◆ **Stored rows**:
****************************************
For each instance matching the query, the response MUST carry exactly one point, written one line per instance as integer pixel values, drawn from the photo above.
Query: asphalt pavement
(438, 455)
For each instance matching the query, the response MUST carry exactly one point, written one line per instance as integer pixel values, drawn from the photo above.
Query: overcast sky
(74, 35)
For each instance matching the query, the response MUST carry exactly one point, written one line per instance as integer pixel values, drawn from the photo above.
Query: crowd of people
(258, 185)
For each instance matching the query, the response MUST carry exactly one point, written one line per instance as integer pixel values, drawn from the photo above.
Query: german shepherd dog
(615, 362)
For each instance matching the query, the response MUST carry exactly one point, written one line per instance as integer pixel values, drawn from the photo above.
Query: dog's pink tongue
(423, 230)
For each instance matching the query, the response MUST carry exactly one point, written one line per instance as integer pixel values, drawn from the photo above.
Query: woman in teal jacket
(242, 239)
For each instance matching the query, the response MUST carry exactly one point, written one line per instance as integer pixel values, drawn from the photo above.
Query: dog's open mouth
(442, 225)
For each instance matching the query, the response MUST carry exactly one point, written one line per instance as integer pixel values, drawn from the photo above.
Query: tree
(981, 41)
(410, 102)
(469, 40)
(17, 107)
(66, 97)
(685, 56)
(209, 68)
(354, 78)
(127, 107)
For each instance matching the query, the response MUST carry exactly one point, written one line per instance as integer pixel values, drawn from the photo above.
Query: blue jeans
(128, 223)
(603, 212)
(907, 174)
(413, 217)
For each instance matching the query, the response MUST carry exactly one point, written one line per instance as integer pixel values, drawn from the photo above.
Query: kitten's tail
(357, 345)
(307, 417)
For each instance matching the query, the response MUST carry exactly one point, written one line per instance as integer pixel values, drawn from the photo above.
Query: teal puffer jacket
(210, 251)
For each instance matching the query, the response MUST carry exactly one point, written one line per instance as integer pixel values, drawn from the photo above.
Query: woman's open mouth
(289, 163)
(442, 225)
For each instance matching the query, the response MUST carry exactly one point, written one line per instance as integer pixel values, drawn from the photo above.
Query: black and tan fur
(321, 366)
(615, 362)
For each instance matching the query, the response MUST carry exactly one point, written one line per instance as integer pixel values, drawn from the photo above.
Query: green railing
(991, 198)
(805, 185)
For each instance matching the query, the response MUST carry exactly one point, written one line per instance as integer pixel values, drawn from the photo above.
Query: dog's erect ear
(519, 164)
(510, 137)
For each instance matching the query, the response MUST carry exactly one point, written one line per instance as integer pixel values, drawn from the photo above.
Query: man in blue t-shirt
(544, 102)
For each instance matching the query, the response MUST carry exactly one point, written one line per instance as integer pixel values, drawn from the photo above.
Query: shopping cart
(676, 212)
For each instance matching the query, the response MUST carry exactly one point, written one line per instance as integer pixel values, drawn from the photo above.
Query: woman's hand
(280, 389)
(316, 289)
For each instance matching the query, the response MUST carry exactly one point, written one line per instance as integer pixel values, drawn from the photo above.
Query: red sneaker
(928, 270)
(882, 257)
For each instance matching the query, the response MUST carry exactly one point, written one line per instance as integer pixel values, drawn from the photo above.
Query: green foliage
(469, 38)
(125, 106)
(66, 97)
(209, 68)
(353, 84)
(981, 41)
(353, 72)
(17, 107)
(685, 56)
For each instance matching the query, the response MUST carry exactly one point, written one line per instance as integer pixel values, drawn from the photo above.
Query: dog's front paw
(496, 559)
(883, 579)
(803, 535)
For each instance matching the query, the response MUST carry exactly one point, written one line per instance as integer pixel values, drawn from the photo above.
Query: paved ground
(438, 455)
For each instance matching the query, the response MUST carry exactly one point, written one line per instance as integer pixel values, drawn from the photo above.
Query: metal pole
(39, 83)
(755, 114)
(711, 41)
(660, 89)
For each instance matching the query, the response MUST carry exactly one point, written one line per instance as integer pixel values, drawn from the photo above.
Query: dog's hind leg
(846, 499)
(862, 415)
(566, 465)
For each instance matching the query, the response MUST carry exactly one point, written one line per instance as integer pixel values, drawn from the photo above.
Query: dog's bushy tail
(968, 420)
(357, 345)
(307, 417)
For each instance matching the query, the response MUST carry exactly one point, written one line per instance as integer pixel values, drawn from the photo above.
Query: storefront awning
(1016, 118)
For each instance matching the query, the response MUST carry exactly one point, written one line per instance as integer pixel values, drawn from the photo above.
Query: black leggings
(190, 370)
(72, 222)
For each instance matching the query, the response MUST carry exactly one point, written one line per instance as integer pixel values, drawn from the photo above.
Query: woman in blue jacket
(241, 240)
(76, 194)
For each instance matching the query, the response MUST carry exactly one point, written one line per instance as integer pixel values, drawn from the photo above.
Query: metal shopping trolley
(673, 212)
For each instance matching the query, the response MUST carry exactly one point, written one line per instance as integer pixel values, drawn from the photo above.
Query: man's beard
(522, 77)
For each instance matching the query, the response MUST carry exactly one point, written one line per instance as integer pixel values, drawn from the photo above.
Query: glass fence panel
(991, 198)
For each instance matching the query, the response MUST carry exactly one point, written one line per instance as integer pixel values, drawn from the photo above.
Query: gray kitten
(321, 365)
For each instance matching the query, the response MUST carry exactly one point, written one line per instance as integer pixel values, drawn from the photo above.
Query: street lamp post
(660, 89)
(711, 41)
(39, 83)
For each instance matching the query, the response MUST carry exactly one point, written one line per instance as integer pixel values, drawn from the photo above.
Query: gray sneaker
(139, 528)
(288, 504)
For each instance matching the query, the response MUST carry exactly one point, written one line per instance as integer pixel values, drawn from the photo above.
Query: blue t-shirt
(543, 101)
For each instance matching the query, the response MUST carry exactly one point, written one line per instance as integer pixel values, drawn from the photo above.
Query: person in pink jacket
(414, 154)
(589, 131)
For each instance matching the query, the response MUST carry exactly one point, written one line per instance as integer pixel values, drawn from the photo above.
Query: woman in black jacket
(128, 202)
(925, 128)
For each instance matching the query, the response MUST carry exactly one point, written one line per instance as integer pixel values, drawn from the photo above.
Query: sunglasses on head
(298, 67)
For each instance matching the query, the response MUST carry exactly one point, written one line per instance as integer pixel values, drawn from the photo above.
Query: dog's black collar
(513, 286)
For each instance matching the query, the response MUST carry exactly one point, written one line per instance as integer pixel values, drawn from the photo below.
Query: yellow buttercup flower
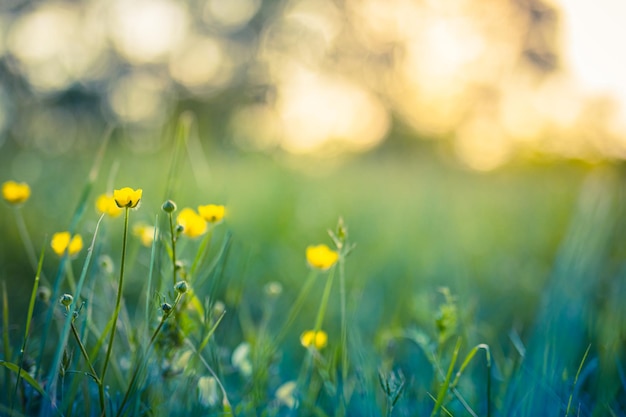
****************************************
◆ **Problem to solve**: Collect each line of the records above in which the word "kitten" appears, copying those lines in full.

◆ **Task result**:
Query: kitten's tail
Query: gray kitten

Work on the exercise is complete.